_Objetivo:_
Responde estas preguntas según el hilo sobre comparaciones metafóricas:
(a) ¿Con qué ingredientes se hace el ceviche, según Zephyrus?
(b) ¿Cuántos días tarde llegaron las hojas de palma a Bogarra, según Alundra?
(c) ¿Qué significa "Al pedo como cenicero de moto", según araceli?

_Sección de texto:_

☆ ☆ ☆ ☆ ☆ ☆ ☆

# Comparaciones metafóricas/ Metaphorical Comparisons



## Artrella

*Hola a todos!  Me interesaría saber las comparaciones metafóricas más populares en cada país.  Nosotros en Argentina tenemos por ejemplo estas:*

"Largo como esperanza de pobre" (=long as a poor's hope)

"Tiene menos onda que un renglón" (= someone who is not friendly at all, or is boring)

"Perdido como turco en la neblina" (= lost as a Turkish in the middle of the fog)

"Más loco que una cabra" (=more crazy than a goat)

"De acá para allá como bola sin manija" (= completely lost, not knowing what to do or where to go)

*Hello everybody!  I'd like to know if you have "metaphorical comparisons" in your countries as we have in Argentina.  We have these popular ones (above), amongst others.  Does this happen in your countries?  Which are the most popular ones, in case you have them?*


Gracias!!
Thank you!!


----------



## Zephyrus

Hola Art,
Aquí va mi contribución de las frases que usamos en Perú 

Más perdido que huevo en ceviche (plato peruano hecho a base de pescado crudo y limón)
Estar templado como cuerda de guitarra (ésta es antigua)


y de hecho hay muchas más, pero no las recuerdo     y otras que sí pero son un poco subiditas   

Zephyrus


----------



## Like an Angel

Artrella said:
			
		

> "Tiene menos onda que un renglón" (= someone who is not friendly at all, or is boring)


O "Tiene menos onda que rulo de estatua"


----------



## Alundra

Aquí van algunas españolas que ahora recuerdo. 

Tienes más cuento que Calleja (debío ser un escritor de cuentos)

Llegas más tarde que las palmas a Bogarra (un pueblo que en sus fiestas patronales, llegaron las hojas de palma tradicionales tres días después)

Más loco que una cabra ¡¡También lo usamos por aquí!!!!

Sabe más que Lepe (debió ser un niño muy listo)

Alundra (luego si me acuerdo pongo algunas más....


----------



## araceli

Puente roto (porque nadie lo pasa).
Al pedo como cenicero de moto (algo inútil).
Más duro que rulo de estatua (algún envarado).


----------



## belén

Hola, algunas que recuerdo:

Ser más corto que un arado
Ir más justo que la piel de la nariz
Ser más basto que unas bragas de esparto
Estar más feliz que un tonto con un lápiz
Ser más listo que el hambre
Ser más feo que pegarle a un padre


----------



## Artrella

"Preocupado como Adán en otoño".  (= Worried as Adam in autumn)

"Desorientado como Adán en el día de la Madre" (Disoriented as Adam in Mother's Day)

"Apretado como pedo de visita".  (Tight as a visitor's/ guest's fart)


----------



## Benjy

sly as a fox. i'm lacking in imagination this evening


----------



## gotitadeleche

Sick as a dog.
Happy as a clam at high tide.
Wild as a little Indian.
Stubborn as a mule.
Mad as a hornet.
Mad as a wet hen.
Silly as a goose.
Strong as an ox.

☆ ☆ ☆ ☆ ☆ ☆ ☆

_Material proporcionado:_
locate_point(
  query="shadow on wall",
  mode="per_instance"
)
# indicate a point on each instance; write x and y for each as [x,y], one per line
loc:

☆ ☆ ☆ ☆ ☆ ☆ ☆

_Resultado:_
(a) Se hace a base de pescado crudo y limón.
(b) Llegaron tres días después.
(c) Significa algo inútil.